# WORK INSTRUCTIONS:
1/ From the text on Enpirion PowerSoC design, list the tests that the PowerSoC has undergone as a complete power system.
2/ Write a continuation of the text on Enpirion PowerSoC design, starting right after its final sentence.

# TEXT BLOCK:
=====

　　How to solve design problems

　　Based on the above core technologies, Enpirion can achieve high power density and small form factor packaging, which can greatly reduce the PCB area and height required for load point regulation, and the power density can be increased by 20% to 50% compared with other discrete switching regulators and modules. Through high-frequency switching technology, the device is allowed to operate at a higher frequency, which does not affect efficiency while improving integration. At the same time, with customized inductors and MOSFETs, the loop size is small and EMI can be reduced. At the same time, the EDMOS used by Enpirion is different from the industry standard MOSFET, focusing on reducing the parameters of input and output capacitors, thereby further reducing switching losses to improve efficiency. For the noise problem of switching power supplies, Enpirion can achieve switching noise close to that of linear power supplies, which can be used to power noise-sensitive circuits while ensuring conversion efficiency. Compared with power supplies composed of discrete devices, Enpirion uses a very small number of components, so it also has higher reliability. As a complete power system, Enpirion's PowerSoC has undergone special simulation tests, feature tests, verification and manufacturing tests, which can achieve 45,000 years of MTBF reliability. It is suitable for use in industries, communications, medical treatments and other fields that require high operational reliability.

　　It is reported that the new 30A all-digital PowerSoC in the Enpirion series, which is about to be launched, can achieve a conversion efficiency of more than 90% under the working environment of VIN-12 V / VOUT=1.2 V and normal temperature. It can continuously output 30A (@ 1.5V) and support parallel connection to achieve a current output of up to 180A. It is suitable for use in mid-to-high-end equipment such as communications, industry, and medical to power core processors such as FPGAs, processors, or ASICs. This product is also a fully digital Power SoC, and the control loop (Control Loop) inside the chip is also fully digital, which can realize real-time adaptive control loops, improve control accuracy, and achieve faster transient response. Its output voltage regulation accuracy is less than 0.5% accuracy (0.6V≤VOUT≤1.5V). As the core voltage of FPGAs becomes lower and lower, the current core voltage value is 2V, 1V or lower. If the power control accuracy is not enough, it is difficult to provide accurate voltage for it, and the all-digital chip can provide more precise voltage control for loads including FPGAs. At the same time, the chip can provide SmartVID and PMBus remote monitoring functions to reduce system power consumption. These two functions are widely used in mid-to-high-end equipment such as communications and industry, and can achieve more intelligent power control. The product is currently available for sampling and is expected to be mass-produced by the end of this year.
=====
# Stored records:
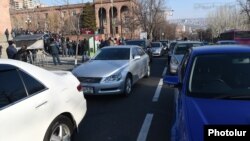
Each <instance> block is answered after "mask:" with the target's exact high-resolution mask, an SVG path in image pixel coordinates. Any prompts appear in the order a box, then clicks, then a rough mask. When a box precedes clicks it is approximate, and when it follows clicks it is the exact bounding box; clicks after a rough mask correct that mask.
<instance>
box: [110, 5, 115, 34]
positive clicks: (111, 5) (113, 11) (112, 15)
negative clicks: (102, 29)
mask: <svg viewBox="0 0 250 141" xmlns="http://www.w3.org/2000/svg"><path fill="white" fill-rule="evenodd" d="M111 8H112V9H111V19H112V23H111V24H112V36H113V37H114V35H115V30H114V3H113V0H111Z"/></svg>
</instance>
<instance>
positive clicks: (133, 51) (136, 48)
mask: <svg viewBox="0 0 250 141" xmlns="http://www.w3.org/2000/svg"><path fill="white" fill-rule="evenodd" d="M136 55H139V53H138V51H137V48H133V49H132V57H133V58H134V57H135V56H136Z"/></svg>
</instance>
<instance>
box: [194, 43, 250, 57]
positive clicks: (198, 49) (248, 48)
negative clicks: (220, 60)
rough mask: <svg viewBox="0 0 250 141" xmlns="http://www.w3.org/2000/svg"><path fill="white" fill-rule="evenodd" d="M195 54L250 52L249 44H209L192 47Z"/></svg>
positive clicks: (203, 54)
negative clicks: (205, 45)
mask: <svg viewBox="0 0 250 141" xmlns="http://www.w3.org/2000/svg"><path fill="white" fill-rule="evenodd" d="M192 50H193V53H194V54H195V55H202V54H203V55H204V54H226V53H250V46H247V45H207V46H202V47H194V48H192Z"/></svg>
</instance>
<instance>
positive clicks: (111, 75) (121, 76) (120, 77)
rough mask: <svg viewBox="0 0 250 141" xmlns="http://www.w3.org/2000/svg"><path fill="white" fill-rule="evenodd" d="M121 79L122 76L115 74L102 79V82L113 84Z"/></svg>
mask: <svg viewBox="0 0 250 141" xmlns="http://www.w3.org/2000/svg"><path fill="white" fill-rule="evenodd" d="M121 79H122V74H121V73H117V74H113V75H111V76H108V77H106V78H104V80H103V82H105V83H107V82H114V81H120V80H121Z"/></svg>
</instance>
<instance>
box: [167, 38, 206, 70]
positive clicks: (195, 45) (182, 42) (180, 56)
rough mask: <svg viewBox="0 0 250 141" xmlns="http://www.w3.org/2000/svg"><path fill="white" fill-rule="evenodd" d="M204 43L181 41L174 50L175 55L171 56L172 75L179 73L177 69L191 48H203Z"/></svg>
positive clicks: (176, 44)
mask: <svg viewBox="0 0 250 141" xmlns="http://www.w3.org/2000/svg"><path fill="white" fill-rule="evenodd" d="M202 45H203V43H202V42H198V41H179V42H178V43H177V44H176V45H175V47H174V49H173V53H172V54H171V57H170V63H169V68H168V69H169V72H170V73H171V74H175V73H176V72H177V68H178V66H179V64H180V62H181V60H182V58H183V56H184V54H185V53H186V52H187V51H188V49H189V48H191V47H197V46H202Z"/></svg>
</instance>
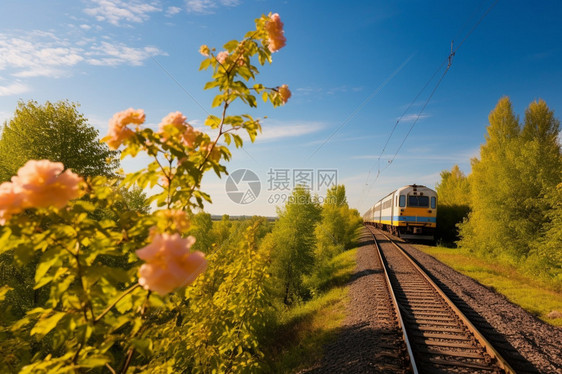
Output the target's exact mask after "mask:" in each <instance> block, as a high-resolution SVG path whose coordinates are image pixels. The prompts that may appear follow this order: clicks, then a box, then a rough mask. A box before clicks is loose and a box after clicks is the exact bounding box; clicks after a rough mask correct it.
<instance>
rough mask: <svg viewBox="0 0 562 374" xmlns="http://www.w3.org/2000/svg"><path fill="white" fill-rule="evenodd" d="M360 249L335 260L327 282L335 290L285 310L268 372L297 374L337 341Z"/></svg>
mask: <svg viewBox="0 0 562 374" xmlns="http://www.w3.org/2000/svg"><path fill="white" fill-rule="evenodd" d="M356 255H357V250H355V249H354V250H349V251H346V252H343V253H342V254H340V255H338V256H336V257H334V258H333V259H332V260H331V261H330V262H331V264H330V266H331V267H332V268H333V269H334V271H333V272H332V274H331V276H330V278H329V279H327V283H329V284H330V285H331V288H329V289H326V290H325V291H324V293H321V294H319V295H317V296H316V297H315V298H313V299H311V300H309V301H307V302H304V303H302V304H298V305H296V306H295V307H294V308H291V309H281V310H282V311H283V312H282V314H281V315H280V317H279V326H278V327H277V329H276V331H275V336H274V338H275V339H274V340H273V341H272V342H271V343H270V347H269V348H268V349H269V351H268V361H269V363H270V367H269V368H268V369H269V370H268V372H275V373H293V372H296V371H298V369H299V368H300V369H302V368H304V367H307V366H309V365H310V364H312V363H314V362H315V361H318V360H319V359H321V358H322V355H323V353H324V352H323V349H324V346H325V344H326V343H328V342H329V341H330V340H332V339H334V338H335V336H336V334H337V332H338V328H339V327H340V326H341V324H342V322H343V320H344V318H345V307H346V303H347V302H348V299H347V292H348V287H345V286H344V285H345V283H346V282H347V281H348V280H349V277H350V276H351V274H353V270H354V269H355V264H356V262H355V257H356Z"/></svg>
=====
# ANSWERS TO THIS EXERCISE:
1/
- Simulation tests
- Feature tests
- Verification
- Manufacturing tests

2/
　　The PowerSoC with integrated inductor and compensation function requires simple peripheral design, which can save design time and accelerate product launch. At the same time, Enpirion will equip ALTERA's FPGA products, including the newly released MAX 10 FPGA, with power reference designs, so that customers can have the right power reference design when purchasing FPGAs, achieving a "one-stop" solution. Subsequent development requires fewer design steps, which significantly shortens the design time compared to discrete switching regulators. At the same time, these power solutions are fully verified PCB wiring and design, which can help customers succeed in the first design. The design software that comes with the solution can also facilitate engineers to easily implement the desired functions in the later design.